YOUR TASK –
Answer these questions from the measles graph text:
(a) What does light gray show on the WSJ graph?
(b) From which website were the data files downloaded?
(c) What is calculated in place of the yearly sum?

EXTRACTED TEXT –
Content starts
Let's start with Measles ... here's a screen-capture of WSJ's measles graph:
In general, their graph is eye-catching, and I learned a lot (in general) about the data by looking at it. But upon studying the graph a little deeper, I noticed several problems:
- It is difficult to distinguish zero values (very light blue) from missing-data (light gray).
- There was not enough room for all the state values along the left edge, so they just left out about 1/2 of the state labels.
- When you hover your mouse over the colored blocks to see the hover-text, the box turns light blue - which could mislead you to think that is the data-color of the box.
- Although it is explained in the introductory paragraph, the graphs themselves don't mention that the unit of measurement is cases per 100k people per year.
- They don't keep their graphical unit polygons square, but rather stretch them out to fill the entire page - this makes it difficult to know how many years the graph spans.
- It is sometimes difficult to quickly determine which color represents more/less disease cases, using the semi ~rainbow color scale (especially in the yellow/green/blue end of the scale).
Therefore I set about creating my own SAS version of the graphic, to see if I could do a better job. I located the data on the Tycho website, downloaded the csv files, and imported them into SAS datasets. I then created a rectangular polygon for each block in the graphic, so I could plot them using Proc Gmap. I assigned custom color bins, so I could control exactly which ranges of values were mapped to which gradient shade of my color (I used shades of a single color, rather than multiple/rainbow colors), and used a hash-pattern for the missing values. Here's my measles graph:
In addition to the visual aspects of the graph, I also made a slight change to the way the data is summarized. The Tycho data was provided as weekly number of cases per 100k people, and (it appears) WSJ summed those weekly numbers to get the annual number they plotted. But the data contains a lot of 'missing' values, and the Tycho faq page specifically mentions that 'missing' values are different from a value of zero ...
"The '-' value indicates that there is no data for that particular week, disease, and location. The '0' value indicates a report of zero cases or deaths for that particular week, disease, and location."
If you have 11 weeks with 'missing' data (such as Alabama in 1932), and you simply sum the other 41 weeks that do have data, and call that the annual rate ... I'm thinking that probably under-reports the true annual value somewhat(?) Therefore, in hopes of getting a more valid value to plot, I calculate the weekly average (rather than the yearly sum).
So, now for the big question ... have you ever had any of these diseases?
Content ends
RAW DATA –
Content starts
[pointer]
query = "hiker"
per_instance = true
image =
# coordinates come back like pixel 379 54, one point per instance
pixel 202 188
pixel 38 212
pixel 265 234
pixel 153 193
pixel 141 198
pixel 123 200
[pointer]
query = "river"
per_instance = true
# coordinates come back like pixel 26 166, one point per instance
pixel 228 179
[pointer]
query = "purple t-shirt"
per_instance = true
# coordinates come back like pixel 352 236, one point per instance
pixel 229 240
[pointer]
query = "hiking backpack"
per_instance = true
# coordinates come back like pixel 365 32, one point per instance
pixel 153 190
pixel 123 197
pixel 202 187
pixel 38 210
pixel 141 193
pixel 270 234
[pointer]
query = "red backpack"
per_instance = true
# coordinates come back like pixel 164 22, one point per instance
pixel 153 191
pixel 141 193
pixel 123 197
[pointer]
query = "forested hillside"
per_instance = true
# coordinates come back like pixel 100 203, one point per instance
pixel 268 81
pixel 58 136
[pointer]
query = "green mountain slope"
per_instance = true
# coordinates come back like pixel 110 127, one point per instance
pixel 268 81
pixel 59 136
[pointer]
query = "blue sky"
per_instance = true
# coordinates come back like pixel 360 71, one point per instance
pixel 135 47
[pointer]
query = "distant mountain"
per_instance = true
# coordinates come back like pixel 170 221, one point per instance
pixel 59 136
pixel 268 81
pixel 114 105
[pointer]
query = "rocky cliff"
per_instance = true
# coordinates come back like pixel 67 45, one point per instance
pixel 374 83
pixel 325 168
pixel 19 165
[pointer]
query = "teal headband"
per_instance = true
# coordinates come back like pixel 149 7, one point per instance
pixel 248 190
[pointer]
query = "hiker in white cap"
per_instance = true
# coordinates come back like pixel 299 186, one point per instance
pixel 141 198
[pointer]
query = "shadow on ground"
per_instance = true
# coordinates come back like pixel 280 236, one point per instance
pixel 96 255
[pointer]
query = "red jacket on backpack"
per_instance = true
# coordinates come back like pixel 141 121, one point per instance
Content ends
OUTPUT FOR THIS TASK –
(a) Missing data.
(b) The Tycho website.
(c) The weekly average.